Entries from an annotation dataset

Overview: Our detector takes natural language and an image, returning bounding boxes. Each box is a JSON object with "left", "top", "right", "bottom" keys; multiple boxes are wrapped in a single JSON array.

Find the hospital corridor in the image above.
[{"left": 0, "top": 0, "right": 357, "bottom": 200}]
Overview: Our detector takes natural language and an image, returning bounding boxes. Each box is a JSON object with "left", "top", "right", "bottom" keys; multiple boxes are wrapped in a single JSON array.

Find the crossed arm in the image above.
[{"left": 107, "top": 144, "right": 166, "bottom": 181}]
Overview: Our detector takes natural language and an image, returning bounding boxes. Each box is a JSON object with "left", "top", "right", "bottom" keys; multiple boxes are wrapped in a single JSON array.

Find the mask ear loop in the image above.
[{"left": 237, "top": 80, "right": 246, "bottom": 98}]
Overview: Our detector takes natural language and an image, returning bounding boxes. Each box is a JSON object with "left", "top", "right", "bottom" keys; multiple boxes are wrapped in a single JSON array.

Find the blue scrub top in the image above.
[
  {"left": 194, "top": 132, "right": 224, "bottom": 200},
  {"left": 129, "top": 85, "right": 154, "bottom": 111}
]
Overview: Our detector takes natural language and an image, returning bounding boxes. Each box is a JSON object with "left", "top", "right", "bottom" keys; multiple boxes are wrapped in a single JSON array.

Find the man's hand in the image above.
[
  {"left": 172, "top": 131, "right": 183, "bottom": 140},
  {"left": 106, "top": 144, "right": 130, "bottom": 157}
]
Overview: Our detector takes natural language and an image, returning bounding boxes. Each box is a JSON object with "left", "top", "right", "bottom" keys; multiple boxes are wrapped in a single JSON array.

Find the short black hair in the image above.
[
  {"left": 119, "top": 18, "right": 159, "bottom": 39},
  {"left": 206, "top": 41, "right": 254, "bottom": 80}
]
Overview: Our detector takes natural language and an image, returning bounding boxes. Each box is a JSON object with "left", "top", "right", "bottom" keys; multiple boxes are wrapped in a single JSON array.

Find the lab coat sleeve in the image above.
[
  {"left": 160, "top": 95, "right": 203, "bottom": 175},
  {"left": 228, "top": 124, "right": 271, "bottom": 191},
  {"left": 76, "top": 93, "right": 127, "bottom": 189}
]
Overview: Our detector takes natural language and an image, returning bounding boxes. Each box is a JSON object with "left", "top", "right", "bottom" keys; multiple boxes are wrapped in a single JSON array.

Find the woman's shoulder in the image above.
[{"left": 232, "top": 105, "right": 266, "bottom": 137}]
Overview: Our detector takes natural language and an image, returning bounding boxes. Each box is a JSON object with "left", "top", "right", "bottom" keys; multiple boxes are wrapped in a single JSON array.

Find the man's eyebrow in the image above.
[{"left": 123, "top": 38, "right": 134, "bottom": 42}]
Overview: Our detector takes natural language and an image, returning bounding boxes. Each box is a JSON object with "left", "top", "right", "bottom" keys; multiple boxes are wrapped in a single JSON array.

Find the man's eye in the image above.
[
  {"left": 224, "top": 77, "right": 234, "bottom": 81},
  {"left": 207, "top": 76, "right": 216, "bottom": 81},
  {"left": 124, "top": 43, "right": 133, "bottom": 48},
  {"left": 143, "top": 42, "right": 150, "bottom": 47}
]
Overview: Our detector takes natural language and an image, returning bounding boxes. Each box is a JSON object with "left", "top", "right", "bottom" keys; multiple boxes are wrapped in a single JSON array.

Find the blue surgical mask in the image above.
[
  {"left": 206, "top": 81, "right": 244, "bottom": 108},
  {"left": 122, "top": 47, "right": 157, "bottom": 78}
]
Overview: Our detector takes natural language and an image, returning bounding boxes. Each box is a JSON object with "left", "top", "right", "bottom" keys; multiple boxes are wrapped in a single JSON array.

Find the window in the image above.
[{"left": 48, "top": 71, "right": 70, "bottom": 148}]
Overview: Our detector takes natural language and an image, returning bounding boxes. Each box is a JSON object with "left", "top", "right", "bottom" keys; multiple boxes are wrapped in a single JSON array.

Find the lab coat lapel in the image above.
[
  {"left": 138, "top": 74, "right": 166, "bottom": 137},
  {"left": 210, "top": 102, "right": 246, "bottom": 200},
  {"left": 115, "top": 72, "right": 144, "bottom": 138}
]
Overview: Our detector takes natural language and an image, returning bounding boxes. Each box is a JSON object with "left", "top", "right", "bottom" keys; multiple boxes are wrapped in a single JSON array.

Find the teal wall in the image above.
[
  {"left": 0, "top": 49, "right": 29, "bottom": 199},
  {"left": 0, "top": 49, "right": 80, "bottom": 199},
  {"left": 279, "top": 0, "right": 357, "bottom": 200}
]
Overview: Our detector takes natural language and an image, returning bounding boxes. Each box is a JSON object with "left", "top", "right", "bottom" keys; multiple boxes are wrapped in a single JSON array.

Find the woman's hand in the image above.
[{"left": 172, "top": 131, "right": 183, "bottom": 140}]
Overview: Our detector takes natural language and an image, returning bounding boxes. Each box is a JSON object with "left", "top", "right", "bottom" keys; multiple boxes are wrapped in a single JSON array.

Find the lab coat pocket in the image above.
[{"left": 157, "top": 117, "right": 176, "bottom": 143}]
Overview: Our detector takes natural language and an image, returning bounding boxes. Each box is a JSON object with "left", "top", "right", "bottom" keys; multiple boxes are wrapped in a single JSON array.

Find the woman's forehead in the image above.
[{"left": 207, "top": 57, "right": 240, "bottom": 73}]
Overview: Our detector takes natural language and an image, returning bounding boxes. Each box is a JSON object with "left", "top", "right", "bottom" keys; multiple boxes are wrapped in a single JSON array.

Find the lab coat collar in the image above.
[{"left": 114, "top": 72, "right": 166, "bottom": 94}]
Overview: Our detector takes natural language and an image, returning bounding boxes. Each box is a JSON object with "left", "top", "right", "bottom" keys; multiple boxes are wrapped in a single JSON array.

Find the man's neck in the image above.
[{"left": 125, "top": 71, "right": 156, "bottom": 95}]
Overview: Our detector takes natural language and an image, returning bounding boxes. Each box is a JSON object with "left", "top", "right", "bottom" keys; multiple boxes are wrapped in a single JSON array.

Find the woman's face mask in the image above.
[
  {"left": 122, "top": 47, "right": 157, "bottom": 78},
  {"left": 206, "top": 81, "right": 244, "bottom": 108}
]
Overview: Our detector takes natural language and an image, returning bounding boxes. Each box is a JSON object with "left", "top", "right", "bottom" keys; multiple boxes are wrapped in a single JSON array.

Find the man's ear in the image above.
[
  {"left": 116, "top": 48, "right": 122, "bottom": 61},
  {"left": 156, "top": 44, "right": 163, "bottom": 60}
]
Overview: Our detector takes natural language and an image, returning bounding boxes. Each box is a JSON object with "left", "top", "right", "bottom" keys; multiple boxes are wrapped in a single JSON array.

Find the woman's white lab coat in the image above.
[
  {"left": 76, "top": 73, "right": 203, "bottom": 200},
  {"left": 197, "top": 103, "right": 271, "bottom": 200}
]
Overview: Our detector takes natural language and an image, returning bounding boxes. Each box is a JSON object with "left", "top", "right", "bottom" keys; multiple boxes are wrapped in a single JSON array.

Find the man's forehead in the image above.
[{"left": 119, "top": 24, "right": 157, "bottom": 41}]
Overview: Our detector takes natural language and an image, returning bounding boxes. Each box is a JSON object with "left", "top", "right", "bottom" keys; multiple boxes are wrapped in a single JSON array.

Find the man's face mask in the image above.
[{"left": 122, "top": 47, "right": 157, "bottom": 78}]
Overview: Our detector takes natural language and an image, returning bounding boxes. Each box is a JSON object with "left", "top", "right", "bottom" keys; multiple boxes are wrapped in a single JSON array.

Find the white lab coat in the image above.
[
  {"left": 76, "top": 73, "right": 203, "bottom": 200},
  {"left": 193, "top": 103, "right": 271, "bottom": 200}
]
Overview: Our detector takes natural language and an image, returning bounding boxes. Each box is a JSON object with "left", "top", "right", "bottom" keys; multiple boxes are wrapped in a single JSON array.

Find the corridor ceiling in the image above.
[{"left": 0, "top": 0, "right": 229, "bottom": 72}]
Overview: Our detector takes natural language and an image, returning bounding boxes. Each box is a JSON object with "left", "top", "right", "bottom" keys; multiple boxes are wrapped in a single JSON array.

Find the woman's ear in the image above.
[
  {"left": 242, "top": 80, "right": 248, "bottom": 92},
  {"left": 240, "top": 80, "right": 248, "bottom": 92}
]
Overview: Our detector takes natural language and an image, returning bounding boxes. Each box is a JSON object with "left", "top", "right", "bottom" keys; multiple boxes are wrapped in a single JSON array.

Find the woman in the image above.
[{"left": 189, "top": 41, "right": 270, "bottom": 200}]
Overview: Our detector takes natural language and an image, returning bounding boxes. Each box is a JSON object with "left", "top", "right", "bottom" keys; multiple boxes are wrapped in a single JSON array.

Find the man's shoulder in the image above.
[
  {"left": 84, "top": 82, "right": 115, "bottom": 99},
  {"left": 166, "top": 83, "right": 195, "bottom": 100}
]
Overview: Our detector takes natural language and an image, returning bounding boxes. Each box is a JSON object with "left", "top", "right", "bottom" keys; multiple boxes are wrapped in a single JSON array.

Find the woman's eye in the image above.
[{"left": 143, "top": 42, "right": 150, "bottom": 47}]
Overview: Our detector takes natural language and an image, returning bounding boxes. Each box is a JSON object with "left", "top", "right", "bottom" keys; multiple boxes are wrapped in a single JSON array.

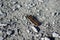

**WRITTEN REQUEST**
Tally the lines in the listing above that contain the word "mask". Give only the resulting number.

**FULL OUTPUT**
4